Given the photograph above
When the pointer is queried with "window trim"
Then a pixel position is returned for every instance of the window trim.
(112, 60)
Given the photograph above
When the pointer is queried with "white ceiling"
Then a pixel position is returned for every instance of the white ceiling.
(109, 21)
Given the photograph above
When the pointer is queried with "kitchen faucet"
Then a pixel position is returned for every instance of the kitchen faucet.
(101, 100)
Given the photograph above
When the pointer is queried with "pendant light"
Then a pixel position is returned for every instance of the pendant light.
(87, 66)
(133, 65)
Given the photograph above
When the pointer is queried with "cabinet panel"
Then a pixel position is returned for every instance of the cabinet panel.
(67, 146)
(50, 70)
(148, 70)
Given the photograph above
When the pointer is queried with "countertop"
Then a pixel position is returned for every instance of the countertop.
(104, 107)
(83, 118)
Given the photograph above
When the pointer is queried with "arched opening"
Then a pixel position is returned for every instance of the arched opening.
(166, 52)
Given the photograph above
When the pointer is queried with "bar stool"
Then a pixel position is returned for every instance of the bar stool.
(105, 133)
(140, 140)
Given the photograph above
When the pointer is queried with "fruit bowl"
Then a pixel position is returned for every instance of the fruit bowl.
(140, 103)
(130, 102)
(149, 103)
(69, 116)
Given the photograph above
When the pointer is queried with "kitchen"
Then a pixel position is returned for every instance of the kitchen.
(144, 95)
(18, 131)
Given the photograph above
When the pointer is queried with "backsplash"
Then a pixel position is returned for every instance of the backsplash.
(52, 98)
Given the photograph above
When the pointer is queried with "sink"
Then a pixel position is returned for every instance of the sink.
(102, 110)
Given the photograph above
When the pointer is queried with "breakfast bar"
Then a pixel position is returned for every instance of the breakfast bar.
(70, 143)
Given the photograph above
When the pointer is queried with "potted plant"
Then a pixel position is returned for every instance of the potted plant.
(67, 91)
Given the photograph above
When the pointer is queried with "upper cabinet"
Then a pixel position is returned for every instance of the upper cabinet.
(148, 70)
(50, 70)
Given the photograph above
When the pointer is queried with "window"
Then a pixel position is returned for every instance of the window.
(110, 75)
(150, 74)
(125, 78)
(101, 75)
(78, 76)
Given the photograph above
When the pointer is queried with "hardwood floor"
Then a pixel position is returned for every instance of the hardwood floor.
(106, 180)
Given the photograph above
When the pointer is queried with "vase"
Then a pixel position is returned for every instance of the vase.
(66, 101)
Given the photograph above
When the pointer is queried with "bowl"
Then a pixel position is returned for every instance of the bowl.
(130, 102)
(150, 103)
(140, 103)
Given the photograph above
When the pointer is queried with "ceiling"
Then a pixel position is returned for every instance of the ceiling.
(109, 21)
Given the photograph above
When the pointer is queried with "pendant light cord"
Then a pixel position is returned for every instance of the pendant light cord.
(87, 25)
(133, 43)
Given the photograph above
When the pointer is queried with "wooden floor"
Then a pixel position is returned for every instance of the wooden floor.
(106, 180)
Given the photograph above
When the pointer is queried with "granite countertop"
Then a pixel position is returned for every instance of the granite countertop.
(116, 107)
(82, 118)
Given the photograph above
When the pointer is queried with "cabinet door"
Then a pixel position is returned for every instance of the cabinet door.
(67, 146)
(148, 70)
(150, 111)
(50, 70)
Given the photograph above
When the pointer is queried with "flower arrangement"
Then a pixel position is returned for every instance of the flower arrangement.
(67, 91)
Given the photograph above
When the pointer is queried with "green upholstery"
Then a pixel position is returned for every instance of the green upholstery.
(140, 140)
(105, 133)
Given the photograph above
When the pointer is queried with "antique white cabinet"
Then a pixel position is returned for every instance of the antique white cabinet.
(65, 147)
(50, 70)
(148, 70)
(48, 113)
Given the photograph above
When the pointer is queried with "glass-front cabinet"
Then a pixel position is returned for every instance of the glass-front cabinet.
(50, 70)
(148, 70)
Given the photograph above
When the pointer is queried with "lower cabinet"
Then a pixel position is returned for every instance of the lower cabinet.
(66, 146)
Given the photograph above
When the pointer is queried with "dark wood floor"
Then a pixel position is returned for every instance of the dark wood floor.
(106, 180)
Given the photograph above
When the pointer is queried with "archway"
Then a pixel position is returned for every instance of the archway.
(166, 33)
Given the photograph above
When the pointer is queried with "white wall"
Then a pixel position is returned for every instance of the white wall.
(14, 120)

##############################

Repeat each record in full; every line must match exactly.

Given the photograph above
When the pointer is queried with "window trim"
Then a pixel position is returned for every instance of the window trim.
(112, 60)
Given the photograph above
When the pointer is queried with "white ceiling"
Then a pixel position is returned for every instance of the white ceiling.
(109, 21)
Given the photograph above
When the pointer is queried with "kitchen faucet"
Then a pixel position is returned for every instance of the kitchen faucet.
(101, 100)
Given the photograph above
When the pointer is queried with "pendant light"
Then a pixel position is returned for every instance of the pendant light.
(87, 66)
(133, 65)
Given the photograph above
When the pointer is queried with "cabinet panel"
Then a pixel position is returned for every instance of the cabinet panel.
(67, 146)
(50, 70)
(148, 70)
Given the photograph above
When the pointer is queried with "countertop"
Then a pixel position is returned for every instance of the countertop.
(104, 107)
(83, 118)
Given the photograph above
When the pointer is queried with "arched opening"
Then a pixel position is returned for every instance of the arched opening.
(166, 52)
Given the photograph above
When the pointer is queried with "bar stool"
Then a pixel position is returned for every instance of the bar stool.
(105, 133)
(140, 140)
Given the photograph above
When the pointer is queried with "fruit bowl"
Then a pixel position is returned for every instance of the fruit bowl.
(140, 103)
(130, 102)
(149, 103)
(69, 116)
Given the photograph above
When the pointer is queried with "kitchen"
Then a pixel position is returned for every instance of the kitchen.
(144, 95)
(18, 131)
Given the photograph above
When the pointer is queried with "backsplash"
Then a pixel position is returned for every instance of the backsplash.
(52, 98)
Given the photograph above
When the pointer is queried with "sink"
Then a pixel position is returned for every instance of the sink.
(102, 110)
Given the photograph above
When the pointer is queried with "breakfast bar"
Then a pixel position is returned for every instance of the breakfast bar.
(70, 143)
Given the photograph above
When the pointer is queried with "potted plant"
Then a pixel position is returned for every instance of the potted plant.
(67, 91)
Given the photograph above
When the pointer is queried with "upper cabinet"
Then a pixel position is returned for every instance of the upper cabinet.
(148, 70)
(50, 70)
Given the photograph above
When the pointer is queried with "window"
Then a pixel position is returned for every instance of the window.
(110, 75)
(150, 74)
(125, 78)
(101, 75)
(78, 76)
Given the photograph above
When the pointer is queried with "hardwood floor"
Then a pixel position is returned for every instance of the hardwood floor.
(106, 180)
Given the photograph above
When the pointer is queried with "vase"
Then a pixel position is returned for every instance of the vase.
(66, 101)
Given the photograph above
When the pointer is queried with "bowl"
Then a pixel position is returned for every instance of the bowl.
(130, 102)
(150, 103)
(140, 103)
Given the photograph above
When the pointer is queried with "ceiling"
Then a pixel position is returned for every instance of the ceiling.
(109, 21)
Given the photograph above
When the pointer is queried with "pendant light cord"
Then a pixel position is returned for every instance of the pendant light cord.
(87, 25)
(133, 43)
Given the photograph above
When the pointer is queried with "wooden floor"
Then a pixel position is returned for every instance of the wooden floor.
(106, 180)
Given the photograph above
When the pointer is queried with "granite countertop"
Then a pixel position is returned for every instance of the granite countertop.
(116, 107)
(82, 118)
Given the photograph above
When the pointer is queried with "cabinet door"
Then a pixel position is returned for every instance of the cabinet door.
(67, 146)
(148, 70)
(150, 111)
(50, 70)
Given the photograph above
When the pointer is queried with "flower arrangement"
Then a pixel position is returned for every instance of the flower arrangement.
(67, 91)
Given the photograph above
When the pointer is queried with "green upholstery"
Then a pixel position is returned for every instance of the green upholstery.
(140, 140)
(105, 133)
Given the photograph above
When the pointer is queried with "antique white cabinet"
Then a pixel position is returned for every instance of the antique white cabinet.
(65, 147)
(50, 70)
(148, 70)
(48, 113)
Given the photograph above
When the pointer is queried with "glass-front cabinet"
Then a pixel position is returned for every instance of the glass-front cabinet.
(50, 70)
(148, 70)
Given the photograph above
When the pointer is queried with "lower cabinet"
Then a pixel position is returned for every instance of the lower cabinet.
(66, 146)
Given the photograph above
When the pointer is queried with "dark wood floor"
Then a pixel position is returned for every instance of the dark wood floor.
(106, 180)
Given the photograph above
When the pointer is queried with "archway"
Then a pixel position is returned for every instance of the archway.
(166, 33)
Given the photograph above
When the pointer is queried with "white wall"
Then a pixel position is returned for every instance of the white wall.
(14, 120)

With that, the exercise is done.